EXERCISE REQUIREMENTS:
Could you quote, exactly as they stand, the lines running from the one with "Task: annotate the trophy handle" to the final line of the material?
■ ■ ■
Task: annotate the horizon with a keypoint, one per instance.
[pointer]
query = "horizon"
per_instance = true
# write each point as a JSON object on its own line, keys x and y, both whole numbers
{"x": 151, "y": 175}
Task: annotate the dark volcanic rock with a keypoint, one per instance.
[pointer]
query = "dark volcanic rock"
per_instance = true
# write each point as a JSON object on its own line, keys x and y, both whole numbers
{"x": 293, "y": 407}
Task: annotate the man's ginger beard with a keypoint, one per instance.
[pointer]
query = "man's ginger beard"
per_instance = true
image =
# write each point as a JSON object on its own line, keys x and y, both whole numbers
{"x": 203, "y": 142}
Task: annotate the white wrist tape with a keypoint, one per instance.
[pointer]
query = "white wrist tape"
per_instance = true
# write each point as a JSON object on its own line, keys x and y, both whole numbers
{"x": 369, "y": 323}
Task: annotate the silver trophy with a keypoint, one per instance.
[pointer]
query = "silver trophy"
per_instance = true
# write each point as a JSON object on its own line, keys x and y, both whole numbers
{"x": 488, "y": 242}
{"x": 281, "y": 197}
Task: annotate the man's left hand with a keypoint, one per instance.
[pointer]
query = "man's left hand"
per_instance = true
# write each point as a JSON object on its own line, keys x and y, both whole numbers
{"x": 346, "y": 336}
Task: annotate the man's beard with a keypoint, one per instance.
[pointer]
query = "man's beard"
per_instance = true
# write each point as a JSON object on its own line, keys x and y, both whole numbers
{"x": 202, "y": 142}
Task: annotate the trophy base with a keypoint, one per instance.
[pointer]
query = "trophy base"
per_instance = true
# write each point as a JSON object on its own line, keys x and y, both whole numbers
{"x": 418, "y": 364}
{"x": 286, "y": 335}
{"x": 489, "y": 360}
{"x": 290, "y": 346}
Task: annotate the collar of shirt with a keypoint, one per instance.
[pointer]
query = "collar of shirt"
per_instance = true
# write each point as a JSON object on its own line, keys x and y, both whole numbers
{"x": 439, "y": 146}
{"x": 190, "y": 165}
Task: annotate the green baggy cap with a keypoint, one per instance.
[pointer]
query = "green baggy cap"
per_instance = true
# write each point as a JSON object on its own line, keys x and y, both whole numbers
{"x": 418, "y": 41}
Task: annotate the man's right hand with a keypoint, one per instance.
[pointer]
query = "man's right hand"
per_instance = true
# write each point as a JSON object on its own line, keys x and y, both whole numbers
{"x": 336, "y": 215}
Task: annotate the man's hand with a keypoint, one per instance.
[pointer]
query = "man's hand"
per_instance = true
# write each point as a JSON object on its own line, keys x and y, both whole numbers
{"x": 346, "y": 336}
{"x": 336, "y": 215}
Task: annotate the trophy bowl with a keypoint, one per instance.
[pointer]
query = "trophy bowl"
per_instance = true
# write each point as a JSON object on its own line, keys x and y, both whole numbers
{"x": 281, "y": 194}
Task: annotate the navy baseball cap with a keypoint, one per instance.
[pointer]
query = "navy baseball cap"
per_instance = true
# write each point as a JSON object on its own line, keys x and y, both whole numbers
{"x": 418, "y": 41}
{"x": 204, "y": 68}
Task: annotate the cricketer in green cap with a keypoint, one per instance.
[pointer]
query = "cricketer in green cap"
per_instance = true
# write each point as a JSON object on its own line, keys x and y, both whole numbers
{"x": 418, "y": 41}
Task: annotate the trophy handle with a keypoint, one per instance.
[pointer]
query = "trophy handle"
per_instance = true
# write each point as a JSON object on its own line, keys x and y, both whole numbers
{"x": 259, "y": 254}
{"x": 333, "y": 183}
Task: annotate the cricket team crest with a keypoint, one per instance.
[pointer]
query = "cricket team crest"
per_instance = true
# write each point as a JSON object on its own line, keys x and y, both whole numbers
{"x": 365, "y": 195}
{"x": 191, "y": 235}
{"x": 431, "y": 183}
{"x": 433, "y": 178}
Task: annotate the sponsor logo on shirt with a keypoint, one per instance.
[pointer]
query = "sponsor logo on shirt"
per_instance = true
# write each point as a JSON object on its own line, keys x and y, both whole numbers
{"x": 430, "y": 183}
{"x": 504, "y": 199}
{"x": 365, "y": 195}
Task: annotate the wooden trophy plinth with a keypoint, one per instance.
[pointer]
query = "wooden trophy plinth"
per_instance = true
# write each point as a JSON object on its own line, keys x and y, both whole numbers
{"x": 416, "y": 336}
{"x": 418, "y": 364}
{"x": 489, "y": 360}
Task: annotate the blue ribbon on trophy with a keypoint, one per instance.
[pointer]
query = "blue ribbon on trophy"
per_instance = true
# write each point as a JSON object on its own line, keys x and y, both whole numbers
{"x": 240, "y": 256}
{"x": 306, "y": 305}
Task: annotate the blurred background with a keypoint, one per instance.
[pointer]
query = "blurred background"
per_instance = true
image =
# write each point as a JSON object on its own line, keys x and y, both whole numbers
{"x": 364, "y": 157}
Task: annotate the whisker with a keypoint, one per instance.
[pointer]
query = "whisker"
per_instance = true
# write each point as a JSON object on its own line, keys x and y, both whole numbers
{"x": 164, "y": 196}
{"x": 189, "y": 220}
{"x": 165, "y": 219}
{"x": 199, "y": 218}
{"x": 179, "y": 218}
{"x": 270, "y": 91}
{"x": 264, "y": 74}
■ ■ ■
THE RESULT:
Task: annotate the trophy handle with a keypoint, one per instance.
[pointer]
query = "trophy handle"
per_instance = true
# write each point as a JSON object on its own line, keys x and y, both whole numbers
{"x": 259, "y": 254}
{"x": 333, "y": 183}
Task: annotate the cricket team crest with a keypoint, one per instance.
[pointer]
query = "cricket team crest"
per_instance = true
# write each point as a JSON object on its own line, keys x and y, both whole numbers
{"x": 365, "y": 195}
{"x": 191, "y": 235}
{"x": 431, "y": 183}
{"x": 433, "y": 178}
Task: annotate the sponsor logo on shirt with a keypoint, one per instance.
[pointer]
query = "sponsor logo on shirt"
per_instance = true
# write each point as a JSON object on its own line, keys x and y, both whole numbers
{"x": 430, "y": 183}
{"x": 504, "y": 199}
{"x": 365, "y": 195}
Task: annotate the wooden trophy plinth with a keypoint, one per instance.
[pointer]
query = "wooden trophy plinth"
per_instance = true
# write each point as a JSON object on its own line, keys x and y, both whole numbers
{"x": 416, "y": 336}
{"x": 418, "y": 364}
{"x": 489, "y": 360}
Task: annotate the blue ribbon on trophy with a keypoint, one per instance.
[pointer]
query = "blue ribbon on trophy"
per_instance = true
# write each point as a JSON object on its own line, keys x and y, both whole numbers
{"x": 240, "y": 256}
{"x": 306, "y": 305}
Task: annotate the blurred background with a keypoint, one per instance.
[pointer]
query = "blurred background"
per_instance = true
image =
# write each point as a JSON object on its own line, keys x and y, both whole numbers
{"x": 364, "y": 157}
Task: annotate the whisker with a keypoint, one per instance.
[pointer]
query = "whisker"
per_instance = true
# write each point as a JSON object on its own line, keys x and y, both whole numbers
{"x": 164, "y": 196}
{"x": 189, "y": 220}
{"x": 165, "y": 219}
{"x": 199, "y": 218}
{"x": 179, "y": 218}
{"x": 270, "y": 91}
{"x": 264, "y": 74}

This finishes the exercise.